_Stated problem 1_
Using the article about Kayleigh McEnany's appointment as press secretary, answer each question below.
(a) Whom does McEnany replace as press secretary?
(b) To what position will her predecessor return?
(c) Which group criticized McEnany in a tweet?
_Stated problem 2_
Name every person mentioned by name in the article about Kayleigh McEnany's appointment as press secretary.
_Stated problem 3_
Pick up the article about Kayleigh McEnany's appointment as press secretary after its final sentence and write what comes next.

_Document_
# # #

Kayleigh McEnany, the longtime Donald Trump supporter and campaign surrogate who was recently appointed as the president’s fourth press secretary, is being criticized by LGBTQ advocates for a history of anti-LGBTQ statements and rhetoric.
McEnany replaces Stephanie Grisham, who never held a press briefing during her short eight-month stint as press secretary. Grisham will return to her old position as First Lady Melania Trump’s chief of staff.
McEnany, who previously served as the spokeswoman for the Republican National Committee, rose to prominence during the 2016 election, when she would frequently, as a CNN commentator, defend Trump and his political decisions.
Her steadfast loyalty was ultimately rewarded when she was named to her position at the RNC, and was seen by many observers as a sign of Trump’s successful takeover of the Republican Party and his efforts to bring the party’s platform and policies into alignment with his own views.
In a tweet, the LGBTQ media advocacy group GLAAD criticized McEnany for what it called a “history of anti-LGBTQ statements.”

# # #

Bounding-box records
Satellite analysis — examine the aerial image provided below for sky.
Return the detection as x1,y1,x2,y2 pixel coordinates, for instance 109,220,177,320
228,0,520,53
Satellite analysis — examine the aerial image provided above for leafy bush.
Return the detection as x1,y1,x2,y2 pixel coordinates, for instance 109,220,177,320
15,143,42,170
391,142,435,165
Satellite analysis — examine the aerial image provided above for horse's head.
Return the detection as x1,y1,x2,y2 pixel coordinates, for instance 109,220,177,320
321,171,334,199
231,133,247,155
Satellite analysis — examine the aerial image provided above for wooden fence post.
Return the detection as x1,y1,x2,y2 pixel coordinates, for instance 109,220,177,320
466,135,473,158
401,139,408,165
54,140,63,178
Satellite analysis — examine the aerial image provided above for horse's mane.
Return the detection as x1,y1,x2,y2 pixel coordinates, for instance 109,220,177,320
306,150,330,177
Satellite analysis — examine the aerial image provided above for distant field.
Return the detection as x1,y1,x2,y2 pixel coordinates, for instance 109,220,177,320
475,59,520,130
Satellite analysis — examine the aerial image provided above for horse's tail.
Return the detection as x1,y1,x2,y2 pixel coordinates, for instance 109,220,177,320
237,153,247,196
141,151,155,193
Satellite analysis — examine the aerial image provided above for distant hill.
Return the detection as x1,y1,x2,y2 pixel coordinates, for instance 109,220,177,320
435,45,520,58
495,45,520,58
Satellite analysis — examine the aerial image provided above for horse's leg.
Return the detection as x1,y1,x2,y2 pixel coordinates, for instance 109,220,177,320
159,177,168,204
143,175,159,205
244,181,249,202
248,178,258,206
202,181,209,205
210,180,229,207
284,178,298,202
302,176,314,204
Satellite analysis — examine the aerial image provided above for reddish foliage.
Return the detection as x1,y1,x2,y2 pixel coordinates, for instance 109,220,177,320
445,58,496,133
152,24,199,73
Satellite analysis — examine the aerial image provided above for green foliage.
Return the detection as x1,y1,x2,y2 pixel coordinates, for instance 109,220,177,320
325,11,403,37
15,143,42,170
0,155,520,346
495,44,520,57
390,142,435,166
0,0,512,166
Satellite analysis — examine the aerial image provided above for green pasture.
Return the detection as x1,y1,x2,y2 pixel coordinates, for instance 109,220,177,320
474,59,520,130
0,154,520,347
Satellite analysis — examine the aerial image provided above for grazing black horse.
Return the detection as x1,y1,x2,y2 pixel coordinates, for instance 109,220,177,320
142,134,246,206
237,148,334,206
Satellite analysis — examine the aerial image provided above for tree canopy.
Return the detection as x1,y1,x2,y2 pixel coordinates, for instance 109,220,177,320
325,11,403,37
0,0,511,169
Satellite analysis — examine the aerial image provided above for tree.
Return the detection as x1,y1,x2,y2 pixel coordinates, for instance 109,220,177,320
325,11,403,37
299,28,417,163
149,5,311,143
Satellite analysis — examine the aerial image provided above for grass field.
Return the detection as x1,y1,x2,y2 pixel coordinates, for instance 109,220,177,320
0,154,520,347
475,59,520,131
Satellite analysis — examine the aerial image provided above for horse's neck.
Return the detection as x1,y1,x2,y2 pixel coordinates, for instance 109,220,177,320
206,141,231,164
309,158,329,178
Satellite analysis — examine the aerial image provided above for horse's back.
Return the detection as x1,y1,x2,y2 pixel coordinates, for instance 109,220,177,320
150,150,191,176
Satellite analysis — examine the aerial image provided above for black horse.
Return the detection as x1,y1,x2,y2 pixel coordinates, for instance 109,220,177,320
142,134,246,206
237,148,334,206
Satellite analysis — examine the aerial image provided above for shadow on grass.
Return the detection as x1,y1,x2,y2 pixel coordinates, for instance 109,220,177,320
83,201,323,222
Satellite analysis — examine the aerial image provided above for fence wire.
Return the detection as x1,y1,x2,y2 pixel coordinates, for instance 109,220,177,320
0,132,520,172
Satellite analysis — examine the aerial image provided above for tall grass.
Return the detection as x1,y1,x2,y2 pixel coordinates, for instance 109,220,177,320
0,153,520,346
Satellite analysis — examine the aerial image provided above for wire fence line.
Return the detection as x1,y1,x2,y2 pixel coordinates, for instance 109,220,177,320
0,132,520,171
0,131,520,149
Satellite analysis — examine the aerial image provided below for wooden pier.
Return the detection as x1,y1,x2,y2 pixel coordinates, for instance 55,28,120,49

# # #

_Written response 1_
(a) Stephanie Grisham
(b) Chief of staff to First Lady Melania Trump
(c) GLAAD, the LGBTQ media advocacy group

_Written response 2_
Kayleigh McEnany
Donald Trump
Stephanie Grisham
Melania Trump

_Written response 3_
“Throughout her career, Kayleigh McEnany has used her role as a commentator to attack LGBTQ people through the press,” GLAAD President & CEO Sarah Kate Ellis said in a statement. “Whether it be her opposition to marriage equality or her attacks on transgender people, McEnany has shown that she knows how to, and even enjoys, using the media to spread dangerous, anti-LGBTQ messages to wide audiences. Unfortunately, in her new role as Press Secretary, she will have the power to continue doing so, but now with the White House name attached to hers.”
Historically, much of McEnany’s opposition to the LGBTQ community has been rooted in, and couched in terms that express, an ideological devotion to states’ rights.
In April 2015, McEnany argued in a column for the Political Prospect that the Supreme Court was wrong to overturn various state bans on same-sex marriage, dismissing concerns over whether such bans were discriminatory or unconstitutional as “farcical blabber.”
McEnany would later argue, in a televised appearance, that the Supreme Court’s decision in the Obergefell v. Hodges case overturning those bans was a threat to religious liberty, and praised former Supreme Court Justice Antonin Scalia’s dissent in the case in a Twitter post.
McEnany has aimed most of her anti-LGBTQ rhetoric specifically at the transgender community, arguing that allowing trans people to use bathrooms and other facilities matching their gender identity would lead to an increase in voyeurism and assaults against women.
She has often relied on arguments invoking “bathroom panic,” a commonly-used conservative trope that casts transgender individuals who wish to use female-designated spaces as predators.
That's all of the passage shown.